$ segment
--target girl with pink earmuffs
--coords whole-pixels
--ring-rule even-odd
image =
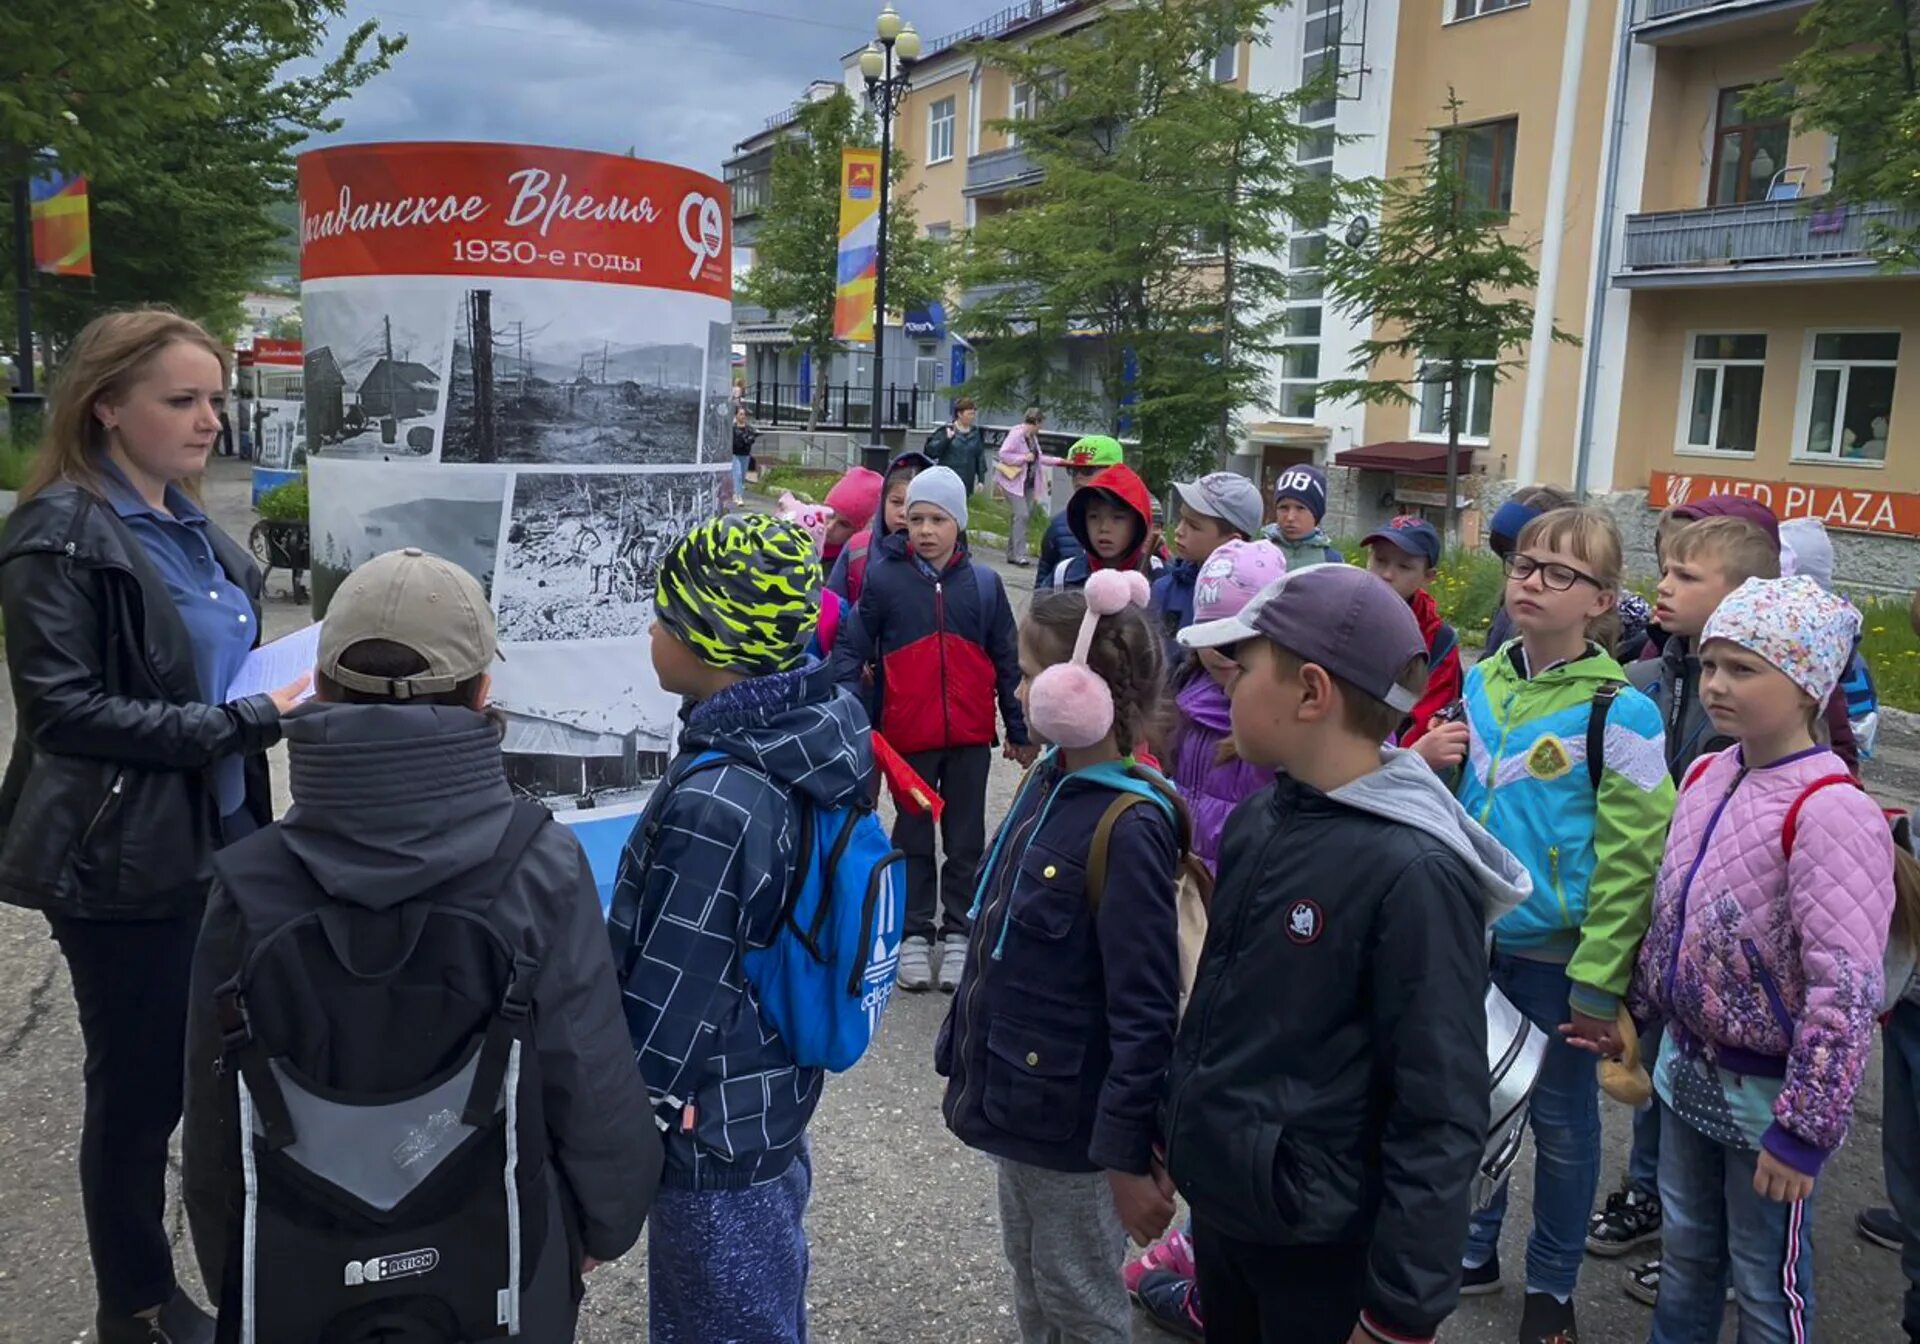
[[[947,1127],[996,1159],[1022,1339],[1127,1339],[1120,1267],[1173,1217],[1154,1155],[1173,1054],[1186,810],[1134,755],[1160,715],[1147,583],[1039,595],[1020,698],[1046,750],[994,836],[935,1045]]]

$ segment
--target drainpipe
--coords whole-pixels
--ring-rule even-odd
[[[1580,383],[1580,437],[1573,446],[1573,493],[1587,497],[1587,469],[1593,460],[1593,413],[1600,400],[1600,343],[1607,333],[1607,297],[1613,287],[1614,212],[1620,203],[1620,142],[1627,134],[1627,84],[1633,65],[1633,11],[1637,0],[1620,0],[1620,36],[1613,56],[1613,128],[1607,135],[1606,175],[1601,179],[1600,252],[1593,268],[1593,294],[1587,306],[1587,360]]]
[[[1560,101],[1553,114],[1553,160],[1540,242],[1540,286],[1534,294],[1533,341],[1527,354],[1526,409],[1520,417],[1520,454],[1514,464],[1514,475],[1522,485],[1533,484],[1540,467],[1540,422],[1546,415],[1547,369],[1553,359],[1553,309],[1560,296],[1560,253],[1566,243],[1567,181],[1573,176],[1574,121],[1592,10],[1593,0],[1567,0],[1567,40],[1560,53]]]

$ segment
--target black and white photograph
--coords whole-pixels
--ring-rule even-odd
[[[699,459],[713,299],[638,285],[497,280],[462,291],[458,307],[442,461],[587,467]]]
[[[707,406],[700,460],[726,465],[733,456],[733,323],[707,323]]]
[[[308,470],[315,611],[356,567],[401,546],[444,556],[492,596],[511,473],[325,457]]]
[[[308,453],[429,462],[438,456],[454,297],[432,282],[307,286]]]
[[[660,561],[719,512],[724,479],[698,468],[516,473],[494,601],[501,642],[646,634]]]
[[[634,808],[667,771],[679,698],[640,648],[610,659],[565,644],[509,649],[491,707],[514,790],[556,812]]]

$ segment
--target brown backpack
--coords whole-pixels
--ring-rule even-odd
[[[1194,856],[1193,818],[1188,815],[1186,803],[1174,791],[1173,785],[1167,782],[1166,776],[1137,768],[1128,773],[1151,785],[1153,791],[1173,807],[1174,829],[1180,846],[1180,858],[1174,868],[1178,882],[1174,905],[1180,917],[1180,1011],[1184,1014],[1187,1000],[1193,994],[1194,978],[1200,973],[1200,952],[1207,941],[1207,910],[1213,904],[1213,874],[1207,871],[1205,863]],[[1113,844],[1113,828],[1129,808],[1147,801],[1147,796],[1142,793],[1117,793],[1107,805],[1107,810],[1101,814],[1100,824],[1094,827],[1093,845],[1087,851],[1087,905],[1096,913],[1107,891],[1107,850]]]

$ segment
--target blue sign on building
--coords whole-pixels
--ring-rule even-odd
[[[947,338],[947,310],[945,305],[930,303],[925,308],[907,310],[906,321],[901,330],[916,341],[943,341]]]

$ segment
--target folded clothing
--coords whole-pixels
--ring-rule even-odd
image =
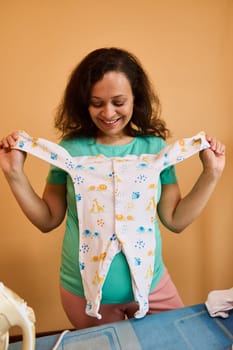
[[[233,309],[233,288],[211,291],[205,305],[211,317],[227,318]]]

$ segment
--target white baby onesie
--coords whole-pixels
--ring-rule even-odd
[[[15,148],[31,153],[72,178],[79,218],[79,265],[86,313],[101,318],[102,287],[114,256],[127,259],[136,318],[148,311],[156,254],[157,184],[162,170],[209,147],[204,132],[165,147],[158,154],[107,158],[72,157],[63,147],[25,132]]]

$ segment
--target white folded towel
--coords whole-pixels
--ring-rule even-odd
[[[211,317],[227,318],[229,310],[233,309],[233,288],[213,290],[205,302]]]

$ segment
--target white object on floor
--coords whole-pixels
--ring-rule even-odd
[[[22,350],[34,350],[35,321],[33,309],[0,282],[0,350],[8,349],[9,329],[12,326],[19,326],[22,330]]]
[[[233,309],[233,288],[211,291],[205,305],[211,317],[227,318]]]

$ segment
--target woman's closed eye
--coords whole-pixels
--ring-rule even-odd
[[[124,106],[125,102],[126,102],[126,99],[113,99],[111,101],[111,104],[115,107],[122,107]],[[106,104],[105,101],[96,98],[96,99],[91,99],[89,105],[95,108],[100,108],[100,107],[104,107],[105,104]]]
[[[103,102],[101,101],[90,101],[90,106],[95,108],[100,108],[103,106]]]
[[[116,107],[124,106],[125,101],[112,101],[112,104]]]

Directions for this task: Write out the material exactly, excluding pictures.

Output:
$ segment
--target girl with pink earmuffs
--coords whole-pixels
--ring-rule even-odd
image =
[[[947,1127],[996,1159],[1022,1339],[1127,1339],[1120,1267],[1173,1217],[1154,1155],[1173,1054],[1186,810],[1134,755],[1160,715],[1147,583],[1039,595],[1020,698],[1046,750],[994,836],[935,1045]]]

$ segment
--target drainpipe
--coords whole-pixels
--ring-rule even-odd
[[[1580,383],[1580,437],[1573,446],[1573,493],[1587,497],[1587,469],[1593,460],[1593,413],[1600,400],[1600,343],[1607,333],[1607,297],[1613,287],[1614,212],[1620,203],[1620,142],[1627,134],[1627,84],[1633,65],[1633,11],[1637,0],[1620,0],[1620,36],[1613,56],[1613,128],[1607,135],[1606,175],[1601,179],[1600,252],[1593,268],[1593,294],[1587,306],[1587,360]]]
[[[1560,101],[1553,114],[1553,160],[1540,242],[1540,286],[1534,294],[1533,341],[1527,354],[1526,409],[1520,417],[1520,454],[1514,464],[1514,475],[1522,485],[1533,484],[1540,467],[1540,422],[1546,415],[1547,369],[1553,359],[1553,309],[1560,296],[1560,253],[1566,243],[1567,181],[1573,176],[1574,121],[1592,10],[1593,0],[1567,0],[1567,40],[1560,53]]]

$ segment
--target black and white photograph
--coords whole-pixels
--ring-rule even-odd
[[[699,459],[713,299],[638,285],[497,280],[462,291],[458,307],[442,461],[587,467]]]
[[[707,406],[700,460],[726,465],[733,456],[733,323],[707,323]]]
[[[308,470],[315,611],[356,567],[401,546],[444,556],[492,596],[511,473],[325,457]]]
[[[308,453],[429,462],[438,456],[454,297],[432,282],[307,286]]]
[[[660,561],[719,512],[724,479],[698,468],[516,473],[494,601],[501,642],[646,634]]]
[[[634,808],[667,771],[679,698],[640,648],[610,659],[565,644],[509,649],[491,707],[514,790],[556,812]]]

$ segment
--target brown backpack
--coords whole-pixels
--ring-rule even-odd
[[[1194,856],[1193,818],[1188,815],[1186,803],[1174,791],[1173,785],[1167,782],[1166,776],[1137,768],[1128,773],[1151,785],[1153,791],[1173,807],[1174,829],[1180,846],[1180,858],[1174,868],[1178,882],[1174,905],[1180,917],[1180,1011],[1184,1014],[1187,1000],[1193,994],[1194,978],[1200,973],[1200,952],[1207,941],[1207,910],[1213,904],[1213,874],[1207,871],[1205,863]],[[1113,844],[1113,828],[1129,808],[1147,801],[1147,796],[1142,793],[1117,793],[1107,805],[1107,810],[1101,814],[1100,824],[1094,827],[1093,845],[1087,851],[1087,905],[1096,913],[1107,891],[1107,850]]]

$ segment
--target blue sign on building
--coords whole-pixels
--ring-rule even-odd
[[[947,338],[947,310],[945,305],[930,303],[925,308],[907,310],[906,321],[901,330],[916,341],[943,341]]]

$ segment
--target folded clothing
--coords whole-pixels
--ring-rule even-odd
image =
[[[233,309],[233,288],[211,291],[205,305],[211,317],[227,318]]]

$ segment
--target white baby onesie
--coords whole-pixels
--ring-rule even-odd
[[[15,148],[31,153],[72,178],[79,218],[79,265],[86,313],[101,318],[102,287],[114,256],[127,259],[136,318],[148,311],[156,254],[157,184],[162,170],[209,147],[204,132],[165,147],[158,154],[107,158],[72,157],[63,147],[25,132]]]

$ segment
--target white folded towel
--coords whole-pixels
--ring-rule even-odd
[[[211,317],[227,318],[229,310],[233,309],[233,288],[213,290],[205,302]]]

$ segment
--target white object on floor
--coords whole-pixels
--ring-rule even-odd
[[[22,350],[34,350],[35,321],[33,309],[0,282],[0,350],[8,349],[9,329],[12,326],[19,326],[22,330]]]
[[[233,309],[233,288],[211,291],[205,305],[211,317],[227,318]]]

$ segment
--target woman's closed eye
--coords whole-pixels
--ring-rule even-odd
[[[124,106],[125,102],[126,102],[126,99],[113,99],[111,101],[111,104],[115,107],[122,107]],[[106,104],[105,101],[96,98],[96,99],[91,99],[89,105],[95,108],[100,108],[100,107],[104,107],[105,104]]]
[[[103,102],[101,101],[90,101],[90,106],[95,108],[100,108],[103,106]]]
[[[116,107],[124,106],[125,101],[112,101],[112,104]]]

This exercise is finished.